[ДАННЫЙ ОТРЫВОК]:
+---+

Товарищ, винтовку держи не трусь!
Пальнем-ка пулей в Святую Русь,
В кондовую,
В избяную,
В толстозадую!

Почему Святая Русь оказалась у Блока только избяной да еще и толстозадой? Очевидно, потому, что большевики, лютые враги народников, все свои революціонные планы и надежды поставившіе не на деревню, не на крестьянство, а на подонки пролетаріата, на кабацкую голь, на босяков, на всех тех, кого Ленин пленил полным разрешеніем "грабить награбленное". И вот Блок пошло издевается над этой избяной Русью, над Учредительным Собраніем, которое они обещали народу до октября, но разогнали, захватив власть, над "буржуем", над обывателем, над священником:

От зданія к зданію
На канате – плакат:
"Вся власть Учредительному Собранию!"
А вон и долгополый -
Что нынче невеселый,
Товарищ, поп?
Вон барыня в каракуле -
Поскользнулась
И – бац – растянулась!

"Двенадцать" есть набор стишков, частушек, то будто бы трагических, то плясовых, а в общем претендующих быть чем-то в высшей степени русским, народным. И все это прежде всего чертовски скучно безконечной болтливостью и однообразіем все одного и того же разнообразія, надоедает несметными ай, ай, эх, эх, ах, ах, ой, ой, тратата, трахтахтах… Блок задумал воспроизвести народный язык, народныя чувства, но вышло нечто совершенно лубочное, неумелое, сверх всякой меры вульгарное;

Буржуй на перекрестке
В воротник упрятал нос…
Стоит буржуй, как пес голодный,
Стоит безмолвный, как вопрос,
И старый мір, как пес безродный,
Стоит за ним, поджавши хвост
Свобода, свобода,
Эх, эх, без креста!
Тратата!
А Ванька с Катькой в кабаке,
У ей керенки есть в чулке!
Ну, Ванька, сукин сын, буржуй,
Мою попробуй поцелуй!
Катька с Ванькой занята -
Чем, чем занята?
Снег крутит, лихач кричит,
Ванька с Катькою летит -
Елекстрическій фонарик
На оглобельках…
Ах, ах, пади!

Это ли не народный язык! "Елекстрическій"! Попробуйте-ка произнести! И совершенно смехотворная нежность к оглоблям, – "оглобельки", – очевидно, тоже народная. А дальше нечто еще более народное;

Ах, ты Катя, моя Катя,
Толстоморденькая!
Гетры серые носила,
Шоколад Миньон жрала,
С юнькерем гулять ходила,
С солдатьем теперь пошла?

Исторія с этой Катькой кончается убійством ея и истерическим раскаяніем убійцы, какого-то Петрухи, товарища какого-то Андрюхи:

Опять навстречу несется вскачь,
Летит, вопит, орет лихач…
Стой, стой! Андрюха, помогай,
Петруха, сзаду забегай!
Трахтахтахтах!
Что, Катька, рада? – Ни гугу!
Лежи ты, падаль, на снегу!
Эх, эх,
Позабавиться не грех!
Ты лети, буржуй, воробышком,
Выпью кровушку
За зазнобушку,
Чернобровушку!
И опять идут двенадцать,
За плечами ружьеца,
Лишь у беднаго убійцы
Не видать совсем лица!

+---+

[КОРОТКОЕ ЗАДАНИЕ A]: Пожалуйста, объясните в одном–трёх предложениях, почему, согласно отрывку о поэме «Двенадцать», Святая Русь у Блока оказалась только «избяной» и «толстозадой».
[КОРОТКОЕ ЗАДАНИЕ B]: Напишите продолжение отрывка о поэме «Двенадцать», начав сразу после его последней строки.
Записи никак не связаны с отрывком.

Сохранённые записи данных:
+---+

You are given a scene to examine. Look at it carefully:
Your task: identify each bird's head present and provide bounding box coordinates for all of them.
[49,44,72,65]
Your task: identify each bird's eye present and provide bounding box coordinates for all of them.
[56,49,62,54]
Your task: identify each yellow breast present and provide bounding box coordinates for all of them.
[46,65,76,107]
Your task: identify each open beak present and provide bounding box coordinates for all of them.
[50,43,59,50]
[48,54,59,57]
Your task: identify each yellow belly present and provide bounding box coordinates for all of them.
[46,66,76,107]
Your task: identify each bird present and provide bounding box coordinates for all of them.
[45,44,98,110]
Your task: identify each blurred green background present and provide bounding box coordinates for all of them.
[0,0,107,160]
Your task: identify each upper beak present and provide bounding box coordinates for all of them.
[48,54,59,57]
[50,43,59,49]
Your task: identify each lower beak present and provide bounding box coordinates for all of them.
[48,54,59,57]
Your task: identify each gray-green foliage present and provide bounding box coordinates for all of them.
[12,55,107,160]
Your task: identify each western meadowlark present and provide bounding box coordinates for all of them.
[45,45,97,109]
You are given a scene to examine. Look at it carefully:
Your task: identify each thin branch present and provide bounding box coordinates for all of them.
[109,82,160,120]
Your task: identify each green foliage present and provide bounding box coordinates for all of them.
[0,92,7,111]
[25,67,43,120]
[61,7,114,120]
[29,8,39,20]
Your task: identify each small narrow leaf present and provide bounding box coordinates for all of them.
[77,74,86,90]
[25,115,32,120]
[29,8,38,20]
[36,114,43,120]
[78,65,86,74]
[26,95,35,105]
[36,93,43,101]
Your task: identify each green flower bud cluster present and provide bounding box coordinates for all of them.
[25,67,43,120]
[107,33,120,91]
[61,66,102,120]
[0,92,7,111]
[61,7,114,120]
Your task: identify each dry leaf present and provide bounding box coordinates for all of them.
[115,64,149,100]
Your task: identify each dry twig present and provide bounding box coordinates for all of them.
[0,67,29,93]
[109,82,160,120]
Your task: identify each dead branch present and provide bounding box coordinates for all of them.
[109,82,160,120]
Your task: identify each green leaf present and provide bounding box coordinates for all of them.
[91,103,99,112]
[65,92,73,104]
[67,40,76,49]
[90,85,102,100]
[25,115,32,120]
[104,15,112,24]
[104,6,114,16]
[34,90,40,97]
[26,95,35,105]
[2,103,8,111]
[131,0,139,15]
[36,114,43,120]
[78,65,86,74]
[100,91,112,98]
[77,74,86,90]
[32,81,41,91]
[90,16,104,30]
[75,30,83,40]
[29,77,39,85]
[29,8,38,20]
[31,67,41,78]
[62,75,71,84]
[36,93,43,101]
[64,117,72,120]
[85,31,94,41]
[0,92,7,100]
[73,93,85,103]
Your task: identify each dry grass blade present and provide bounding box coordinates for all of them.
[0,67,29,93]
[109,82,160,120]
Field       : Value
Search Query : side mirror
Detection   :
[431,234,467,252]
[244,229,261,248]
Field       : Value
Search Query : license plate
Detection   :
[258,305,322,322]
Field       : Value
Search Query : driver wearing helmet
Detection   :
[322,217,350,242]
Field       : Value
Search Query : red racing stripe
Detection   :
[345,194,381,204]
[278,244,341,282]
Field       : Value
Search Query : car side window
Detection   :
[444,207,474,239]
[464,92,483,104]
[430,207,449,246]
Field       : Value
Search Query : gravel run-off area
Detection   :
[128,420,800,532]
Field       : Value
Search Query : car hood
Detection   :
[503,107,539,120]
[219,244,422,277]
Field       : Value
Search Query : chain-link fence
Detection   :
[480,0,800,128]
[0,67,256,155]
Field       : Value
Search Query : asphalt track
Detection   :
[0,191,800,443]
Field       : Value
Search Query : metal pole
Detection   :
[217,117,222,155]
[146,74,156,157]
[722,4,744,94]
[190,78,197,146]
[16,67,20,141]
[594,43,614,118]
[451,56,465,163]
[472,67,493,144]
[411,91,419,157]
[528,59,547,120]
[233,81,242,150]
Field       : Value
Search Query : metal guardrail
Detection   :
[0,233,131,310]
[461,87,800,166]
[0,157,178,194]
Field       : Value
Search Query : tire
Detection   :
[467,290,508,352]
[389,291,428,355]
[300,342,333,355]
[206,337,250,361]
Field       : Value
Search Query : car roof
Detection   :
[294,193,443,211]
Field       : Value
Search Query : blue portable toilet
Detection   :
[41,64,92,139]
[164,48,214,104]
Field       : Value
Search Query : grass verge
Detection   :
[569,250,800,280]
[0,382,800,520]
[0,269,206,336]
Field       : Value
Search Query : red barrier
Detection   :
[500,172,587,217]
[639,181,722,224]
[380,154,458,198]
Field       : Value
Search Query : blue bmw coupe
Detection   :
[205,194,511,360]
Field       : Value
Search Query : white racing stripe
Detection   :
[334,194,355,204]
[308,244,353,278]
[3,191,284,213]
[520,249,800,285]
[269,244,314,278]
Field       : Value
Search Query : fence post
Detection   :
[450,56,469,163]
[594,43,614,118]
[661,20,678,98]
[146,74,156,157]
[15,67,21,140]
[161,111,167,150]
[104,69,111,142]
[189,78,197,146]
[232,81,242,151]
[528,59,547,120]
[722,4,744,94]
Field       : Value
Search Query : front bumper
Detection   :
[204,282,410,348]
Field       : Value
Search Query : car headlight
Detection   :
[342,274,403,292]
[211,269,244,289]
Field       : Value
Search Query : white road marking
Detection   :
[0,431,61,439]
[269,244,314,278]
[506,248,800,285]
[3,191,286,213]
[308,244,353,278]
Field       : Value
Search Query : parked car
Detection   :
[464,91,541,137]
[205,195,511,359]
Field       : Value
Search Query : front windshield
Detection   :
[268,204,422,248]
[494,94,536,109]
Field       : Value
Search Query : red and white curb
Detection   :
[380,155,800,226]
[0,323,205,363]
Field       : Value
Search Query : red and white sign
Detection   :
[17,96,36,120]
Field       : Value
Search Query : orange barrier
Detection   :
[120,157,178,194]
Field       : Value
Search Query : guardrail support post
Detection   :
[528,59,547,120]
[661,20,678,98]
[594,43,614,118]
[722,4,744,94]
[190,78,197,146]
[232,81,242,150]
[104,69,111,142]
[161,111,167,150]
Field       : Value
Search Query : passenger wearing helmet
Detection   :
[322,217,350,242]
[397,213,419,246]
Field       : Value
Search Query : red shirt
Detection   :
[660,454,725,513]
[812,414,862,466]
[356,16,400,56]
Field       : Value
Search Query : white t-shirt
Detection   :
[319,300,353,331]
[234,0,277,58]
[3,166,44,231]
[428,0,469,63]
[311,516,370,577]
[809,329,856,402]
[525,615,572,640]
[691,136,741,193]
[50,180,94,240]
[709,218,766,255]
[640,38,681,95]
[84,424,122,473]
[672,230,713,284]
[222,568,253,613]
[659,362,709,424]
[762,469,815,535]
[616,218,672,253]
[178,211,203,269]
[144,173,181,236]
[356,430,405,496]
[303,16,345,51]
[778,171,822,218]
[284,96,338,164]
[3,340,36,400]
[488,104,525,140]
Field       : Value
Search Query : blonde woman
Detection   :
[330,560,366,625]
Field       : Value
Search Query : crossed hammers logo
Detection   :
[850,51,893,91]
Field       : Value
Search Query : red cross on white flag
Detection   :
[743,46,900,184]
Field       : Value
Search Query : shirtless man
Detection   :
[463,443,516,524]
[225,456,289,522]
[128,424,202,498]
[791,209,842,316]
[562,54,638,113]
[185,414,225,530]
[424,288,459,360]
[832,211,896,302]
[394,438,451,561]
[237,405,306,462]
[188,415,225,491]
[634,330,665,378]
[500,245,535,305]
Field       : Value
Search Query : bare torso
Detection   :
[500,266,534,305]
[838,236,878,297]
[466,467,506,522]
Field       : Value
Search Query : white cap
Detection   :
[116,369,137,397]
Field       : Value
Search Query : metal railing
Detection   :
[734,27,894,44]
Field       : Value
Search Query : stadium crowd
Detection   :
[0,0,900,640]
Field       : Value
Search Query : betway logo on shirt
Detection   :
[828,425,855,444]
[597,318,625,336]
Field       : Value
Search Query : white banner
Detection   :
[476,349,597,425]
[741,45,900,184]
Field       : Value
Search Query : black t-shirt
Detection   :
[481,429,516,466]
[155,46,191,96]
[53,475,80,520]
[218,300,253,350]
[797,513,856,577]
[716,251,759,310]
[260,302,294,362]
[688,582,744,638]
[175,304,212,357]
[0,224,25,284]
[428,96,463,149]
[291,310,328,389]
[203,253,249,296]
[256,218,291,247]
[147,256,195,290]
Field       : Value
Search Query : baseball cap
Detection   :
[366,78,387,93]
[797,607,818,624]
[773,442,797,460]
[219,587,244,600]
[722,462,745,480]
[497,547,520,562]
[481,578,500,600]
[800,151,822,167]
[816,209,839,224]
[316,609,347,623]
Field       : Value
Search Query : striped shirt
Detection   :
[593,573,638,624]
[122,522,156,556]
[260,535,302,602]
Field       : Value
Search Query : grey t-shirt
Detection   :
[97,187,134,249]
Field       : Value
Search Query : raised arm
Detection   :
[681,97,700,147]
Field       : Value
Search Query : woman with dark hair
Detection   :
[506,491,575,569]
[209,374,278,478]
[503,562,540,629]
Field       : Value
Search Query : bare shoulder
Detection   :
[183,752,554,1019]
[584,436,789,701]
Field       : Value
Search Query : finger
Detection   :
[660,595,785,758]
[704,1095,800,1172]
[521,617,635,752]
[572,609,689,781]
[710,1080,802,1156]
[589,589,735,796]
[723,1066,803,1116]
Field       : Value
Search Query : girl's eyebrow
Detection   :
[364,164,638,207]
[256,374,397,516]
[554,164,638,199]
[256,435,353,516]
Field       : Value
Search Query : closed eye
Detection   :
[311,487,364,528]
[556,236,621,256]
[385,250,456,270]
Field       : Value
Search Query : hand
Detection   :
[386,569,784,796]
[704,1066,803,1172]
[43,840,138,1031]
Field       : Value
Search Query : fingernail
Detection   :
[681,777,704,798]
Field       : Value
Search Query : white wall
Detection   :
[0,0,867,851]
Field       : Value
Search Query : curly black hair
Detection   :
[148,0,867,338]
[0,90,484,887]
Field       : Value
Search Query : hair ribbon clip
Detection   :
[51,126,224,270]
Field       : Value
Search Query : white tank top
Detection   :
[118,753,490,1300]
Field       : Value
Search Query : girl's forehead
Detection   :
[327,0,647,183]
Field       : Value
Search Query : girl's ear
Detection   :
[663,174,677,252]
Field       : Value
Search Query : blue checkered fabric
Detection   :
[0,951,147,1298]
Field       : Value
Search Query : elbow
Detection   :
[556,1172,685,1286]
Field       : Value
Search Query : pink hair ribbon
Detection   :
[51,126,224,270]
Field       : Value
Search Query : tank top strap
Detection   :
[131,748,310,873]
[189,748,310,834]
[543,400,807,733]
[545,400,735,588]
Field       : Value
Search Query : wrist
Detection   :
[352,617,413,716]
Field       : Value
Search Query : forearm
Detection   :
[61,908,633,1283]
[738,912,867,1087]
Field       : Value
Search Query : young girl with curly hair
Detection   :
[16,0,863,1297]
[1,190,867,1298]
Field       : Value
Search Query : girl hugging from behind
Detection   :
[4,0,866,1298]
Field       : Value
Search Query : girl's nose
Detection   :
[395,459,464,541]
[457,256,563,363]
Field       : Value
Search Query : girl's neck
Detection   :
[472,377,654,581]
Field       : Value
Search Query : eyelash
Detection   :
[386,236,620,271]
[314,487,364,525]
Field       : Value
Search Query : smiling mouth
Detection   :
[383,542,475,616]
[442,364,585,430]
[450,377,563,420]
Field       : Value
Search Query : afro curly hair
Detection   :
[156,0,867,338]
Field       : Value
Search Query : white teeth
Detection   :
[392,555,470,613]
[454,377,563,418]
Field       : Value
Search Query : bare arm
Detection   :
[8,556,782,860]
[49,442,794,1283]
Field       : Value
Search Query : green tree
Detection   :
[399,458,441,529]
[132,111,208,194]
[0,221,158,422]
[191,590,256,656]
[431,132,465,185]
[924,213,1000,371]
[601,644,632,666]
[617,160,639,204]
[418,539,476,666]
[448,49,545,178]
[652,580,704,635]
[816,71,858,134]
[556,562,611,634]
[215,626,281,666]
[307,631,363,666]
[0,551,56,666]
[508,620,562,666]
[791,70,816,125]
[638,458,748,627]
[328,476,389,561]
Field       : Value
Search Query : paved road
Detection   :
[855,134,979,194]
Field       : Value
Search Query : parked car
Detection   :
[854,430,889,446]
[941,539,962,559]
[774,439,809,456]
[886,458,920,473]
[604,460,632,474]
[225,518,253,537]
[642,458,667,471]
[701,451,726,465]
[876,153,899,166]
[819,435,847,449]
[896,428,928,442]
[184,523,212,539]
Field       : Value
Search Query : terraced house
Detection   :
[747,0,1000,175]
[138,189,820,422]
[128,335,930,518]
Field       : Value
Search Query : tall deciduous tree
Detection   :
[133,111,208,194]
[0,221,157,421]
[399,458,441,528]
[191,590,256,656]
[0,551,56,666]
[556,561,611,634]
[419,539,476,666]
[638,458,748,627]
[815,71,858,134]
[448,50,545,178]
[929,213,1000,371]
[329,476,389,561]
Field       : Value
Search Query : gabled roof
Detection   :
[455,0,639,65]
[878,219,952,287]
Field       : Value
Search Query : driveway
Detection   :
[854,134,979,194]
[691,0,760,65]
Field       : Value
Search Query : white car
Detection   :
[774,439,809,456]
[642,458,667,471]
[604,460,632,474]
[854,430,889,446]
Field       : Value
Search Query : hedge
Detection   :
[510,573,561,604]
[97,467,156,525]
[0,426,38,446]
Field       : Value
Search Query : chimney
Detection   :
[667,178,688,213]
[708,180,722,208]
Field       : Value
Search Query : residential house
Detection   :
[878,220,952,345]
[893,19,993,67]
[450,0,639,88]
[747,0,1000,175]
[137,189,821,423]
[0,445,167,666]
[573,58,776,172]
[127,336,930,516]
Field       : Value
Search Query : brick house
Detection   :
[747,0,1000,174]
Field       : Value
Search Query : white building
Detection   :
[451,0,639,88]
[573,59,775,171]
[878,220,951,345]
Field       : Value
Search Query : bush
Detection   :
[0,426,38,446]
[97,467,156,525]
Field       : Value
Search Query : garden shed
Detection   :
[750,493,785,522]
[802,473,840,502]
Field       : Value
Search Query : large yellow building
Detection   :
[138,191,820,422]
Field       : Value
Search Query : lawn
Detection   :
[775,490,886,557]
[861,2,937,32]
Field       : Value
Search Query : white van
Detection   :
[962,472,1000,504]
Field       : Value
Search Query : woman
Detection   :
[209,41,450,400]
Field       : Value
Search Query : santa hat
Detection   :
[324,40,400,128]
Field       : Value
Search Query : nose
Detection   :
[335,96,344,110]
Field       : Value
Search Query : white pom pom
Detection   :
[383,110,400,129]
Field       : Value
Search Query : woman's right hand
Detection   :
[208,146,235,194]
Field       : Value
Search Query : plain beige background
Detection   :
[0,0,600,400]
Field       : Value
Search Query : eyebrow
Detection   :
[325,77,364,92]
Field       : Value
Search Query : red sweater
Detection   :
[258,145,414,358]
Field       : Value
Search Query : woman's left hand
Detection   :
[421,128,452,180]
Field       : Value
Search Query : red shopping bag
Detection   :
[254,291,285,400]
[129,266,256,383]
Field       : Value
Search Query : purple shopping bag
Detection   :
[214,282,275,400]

+---+

[ПИСЬМЕННЫЙ ОТВЕТ A]: Большевики, лютые враги народников, поставили все свои революционные планы и надежды не на деревню и не на крестьянство. Они сделали ставку на подонки пролетариата, кабацкую голь и босяков, то есть на всех тех, кого Ленин пленил полным разрешением «грабить награбленное».

[ПИСЬМЕННЫЙ ОТВЕТ B]:
Бедный убійца, один из двенадцати Христовых апостолов, которые идут совершенно неизвестно куда и зачем, и из числа которых мы знаем только Андрюху и Петруху, уже ревет, рыдает, раскаивается, – ведь уж так всегда полагается, давно известно, до чего русская преступная душа любит раскаиваться:

Ох, товарищи родные,
Эту девку я любил,
Ночки черныя, хмельныя
С этой девкой проводил!

"Ты лети, буржуй, воробышком", – опять буржуй и уж совсем ни к селу, ни к городу, буржуй никак не был виноват в том, что Катька была с Ванькой занята, – а дальше кровушка, зазнобушка, чернобровушка, ночки черныя, хмельныя – от этого то заборнаго, то сусальнаго русскаго стиля с несметными восклицательными знаками начинает уже тошнить, но Блок не унимается:

Из-за удали бедовой
В огневых ея очах,
Из-за родинки пунцовой
Возле праваго плеча,
Загубил я, безтолковый,
Загубил я сгоряча… Ах!

В этой архирусской трагедіи не совсем ладно одно: сочетаніе толстой морды Катьки с "бедовой удалью ея огневых очей". По-моему, очень мало идут огневыя очи к толстой морде. Не совсем, кстати, и "пунцовая родинка", – ведь не такой уж изысканный ценитель женских прелестей был Петруха!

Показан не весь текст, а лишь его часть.